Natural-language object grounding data
____
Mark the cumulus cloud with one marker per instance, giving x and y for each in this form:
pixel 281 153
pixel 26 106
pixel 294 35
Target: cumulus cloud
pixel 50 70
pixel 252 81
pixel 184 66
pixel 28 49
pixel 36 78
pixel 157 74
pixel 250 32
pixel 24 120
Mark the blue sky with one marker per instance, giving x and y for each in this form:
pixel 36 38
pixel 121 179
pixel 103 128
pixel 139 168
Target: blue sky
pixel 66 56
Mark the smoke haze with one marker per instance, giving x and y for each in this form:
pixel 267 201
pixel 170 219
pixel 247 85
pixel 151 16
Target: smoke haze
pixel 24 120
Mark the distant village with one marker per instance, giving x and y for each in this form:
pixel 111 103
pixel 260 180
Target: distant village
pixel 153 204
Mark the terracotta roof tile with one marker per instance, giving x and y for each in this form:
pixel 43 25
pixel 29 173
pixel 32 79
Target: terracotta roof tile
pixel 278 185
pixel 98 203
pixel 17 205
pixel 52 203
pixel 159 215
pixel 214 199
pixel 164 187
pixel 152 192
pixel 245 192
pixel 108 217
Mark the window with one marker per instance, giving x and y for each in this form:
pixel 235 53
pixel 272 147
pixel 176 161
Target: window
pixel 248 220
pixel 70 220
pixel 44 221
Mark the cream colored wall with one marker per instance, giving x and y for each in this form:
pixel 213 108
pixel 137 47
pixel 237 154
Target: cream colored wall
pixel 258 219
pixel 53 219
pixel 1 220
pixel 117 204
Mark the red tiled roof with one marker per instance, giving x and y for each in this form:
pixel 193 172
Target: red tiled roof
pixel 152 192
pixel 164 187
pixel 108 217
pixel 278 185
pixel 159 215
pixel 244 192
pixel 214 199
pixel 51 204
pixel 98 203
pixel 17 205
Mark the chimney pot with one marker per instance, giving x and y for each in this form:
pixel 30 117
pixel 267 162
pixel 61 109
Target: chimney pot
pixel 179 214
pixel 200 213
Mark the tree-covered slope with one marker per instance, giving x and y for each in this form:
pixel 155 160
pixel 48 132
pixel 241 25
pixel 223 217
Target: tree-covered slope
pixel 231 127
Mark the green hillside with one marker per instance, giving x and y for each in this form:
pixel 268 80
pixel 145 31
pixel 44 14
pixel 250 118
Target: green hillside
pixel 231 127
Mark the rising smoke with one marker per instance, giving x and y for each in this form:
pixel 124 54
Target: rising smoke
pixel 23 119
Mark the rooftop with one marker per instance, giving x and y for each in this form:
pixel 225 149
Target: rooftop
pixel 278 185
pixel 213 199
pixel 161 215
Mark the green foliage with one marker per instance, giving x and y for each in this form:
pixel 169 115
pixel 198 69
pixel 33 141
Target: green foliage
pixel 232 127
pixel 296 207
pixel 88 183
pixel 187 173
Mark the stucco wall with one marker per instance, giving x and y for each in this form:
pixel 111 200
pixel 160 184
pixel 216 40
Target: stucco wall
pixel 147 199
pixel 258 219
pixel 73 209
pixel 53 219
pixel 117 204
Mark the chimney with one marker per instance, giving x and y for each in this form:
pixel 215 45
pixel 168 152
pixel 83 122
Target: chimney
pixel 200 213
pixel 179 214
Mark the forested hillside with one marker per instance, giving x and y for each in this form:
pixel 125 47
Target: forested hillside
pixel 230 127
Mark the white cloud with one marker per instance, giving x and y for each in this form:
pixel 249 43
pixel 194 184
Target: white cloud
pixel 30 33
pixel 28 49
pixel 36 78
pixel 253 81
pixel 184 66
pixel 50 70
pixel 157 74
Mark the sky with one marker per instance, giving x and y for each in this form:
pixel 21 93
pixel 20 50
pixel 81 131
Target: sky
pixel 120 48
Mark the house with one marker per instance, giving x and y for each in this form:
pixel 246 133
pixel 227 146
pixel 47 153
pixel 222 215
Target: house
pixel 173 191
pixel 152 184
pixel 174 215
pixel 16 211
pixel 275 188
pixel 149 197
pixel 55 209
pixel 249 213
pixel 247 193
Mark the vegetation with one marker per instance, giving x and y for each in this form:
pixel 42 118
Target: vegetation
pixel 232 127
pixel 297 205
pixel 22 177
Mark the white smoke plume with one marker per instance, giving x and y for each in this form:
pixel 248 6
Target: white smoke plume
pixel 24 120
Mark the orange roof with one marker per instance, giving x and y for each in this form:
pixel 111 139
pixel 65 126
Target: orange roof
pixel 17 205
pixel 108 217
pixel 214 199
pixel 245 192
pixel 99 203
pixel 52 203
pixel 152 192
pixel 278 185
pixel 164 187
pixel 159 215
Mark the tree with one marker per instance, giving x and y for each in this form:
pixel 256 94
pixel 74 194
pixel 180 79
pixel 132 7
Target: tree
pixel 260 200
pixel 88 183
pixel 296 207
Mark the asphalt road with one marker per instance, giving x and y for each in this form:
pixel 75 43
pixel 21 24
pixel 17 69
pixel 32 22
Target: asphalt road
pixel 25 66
____
• **What you should do**
Please output exactly the lines between the one holding "pixel 193 172" and the one holding "pixel 145 31" in the records above, inclusive, and nothing more.

• **Answer**
pixel 193 172
Target: red tiled roof
pixel 152 192
pixel 164 187
pixel 108 217
pixel 278 185
pixel 159 215
pixel 244 192
pixel 214 199
pixel 51 204
pixel 98 203
pixel 17 205
Mark the chimney pot with one marker per instance, giving x and y for each in this form:
pixel 30 117
pixel 267 162
pixel 61 109
Target: chimney pot
pixel 179 214
pixel 200 213
Mark the tree-covered slope with one marker per instance, giving x and y for each in this form:
pixel 155 160
pixel 48 132
pixel 241 25
pixel 223 217
Target: tree-covered slope
pixel 231 127
Mark the green hillside with one marker per instance, giving x and y for each in this form:
pixel 268 80
pixel 145 31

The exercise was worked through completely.